▸ **Data extract**:
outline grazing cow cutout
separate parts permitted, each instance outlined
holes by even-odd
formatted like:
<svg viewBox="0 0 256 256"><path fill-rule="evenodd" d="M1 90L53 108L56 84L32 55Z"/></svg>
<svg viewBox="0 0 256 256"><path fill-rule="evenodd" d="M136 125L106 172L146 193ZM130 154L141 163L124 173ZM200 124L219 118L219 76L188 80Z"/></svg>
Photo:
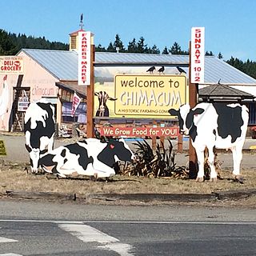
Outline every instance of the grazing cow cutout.
<svg viewBox="0 0 256 256"><path fill-rule="evenodd" d="M107 142L87 138L42 154L40 166L45 171L62 177L75 173L107 178L115 174L114 167L118 161L131 161L134 158L122 138Z"/></svg>
<svg viewBox="0 0 256 256"><path fill-rule="evenodd" d="M209 151L210 180L217 180L214 148L230 149L233 154L233 174L239 178L242 146L246 139L249 110L238 103L199 103L193 109L188 104L178 110L170 109L170 115L178 116L180 133L190 135L195 149L198 173L197 180L203 181L204 150Z"/></svg>
<svg viewBox="0 0 256 256"><path fill-rule="evenodd" d="M31 103L25 114L25 146L30 154L31 172L37 173L42 151L52 150L55 133L54 106L42 102Z"/></svg>
<svg viewBox="0 0 256 256"><path fill-rule="evenodd" d="M98 96L98 108L97 110L96 117L109 117L110 110L106 106L106 101L116 101L117 98L110 97L106 91L95 92L95 96Z"/></svg>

▸ **Do this**:
Convert the material, starting at its first line and ending at the line that contains "103L25 114L25 146L30", into a Markdown table with the columns Row and Line, one numbered row per line and no rows for blank lines. Leave the pictures out of the table.

▸ **Response below**:
| Row | Line |
|---|---|
| 1 | outline grazing cow cutout |
| 2 | separate parts permitted, each instance outlined |
| 3 | holes by even-odd |
| 4 | formatted like: |
| 5 | <svg viewBox="0 0 256 256"><path fill-rule="evenodd" d="M1 90L53 108L56 84L32 55Z"/></svg> |
| 6 | <svg viewBox="0 0 256 256"><path fill-rule="evenodd" d="M136 125L106 172L146 193ZM130 154L141 163L124 173ZM200 124L219 118L219 76L188 80Z"/></svg> |
| 7 | Photo: |
| 8 | Outline every instance of the grazing cow cutout. |
| 9 | <svg viewBox="0 0 256 256"><path fill-rule="evenodd" d="M107 142L87 138L42 154L40 166L45 171L62 177L75 173L107 178L115 174L114 167L118 161L131 161L134 158L122 138Z"/></svg> |
| 10 | <svg viewBox="0 0 256 256"><path fill-rule="evenodd" d="M209 151L210 180L217 180L214 148L230 149L233 154L233 174L239 178L242 146L246 139L249 110L238 103L199 103L193 109L188 104L178 110L170 109L170 115L178 116L180 133L190 135L195 149L198 173L197 180L203 181L204 150Z"/></svg> |
| 11 | <svg viewBox="0 0 256 256"><path fill-rule="evenodd" d="M31 103L25 114L25 146L30 154L31 172L37 173L42 151L52 150L55 133L54 106L42 102Z"/></svg> |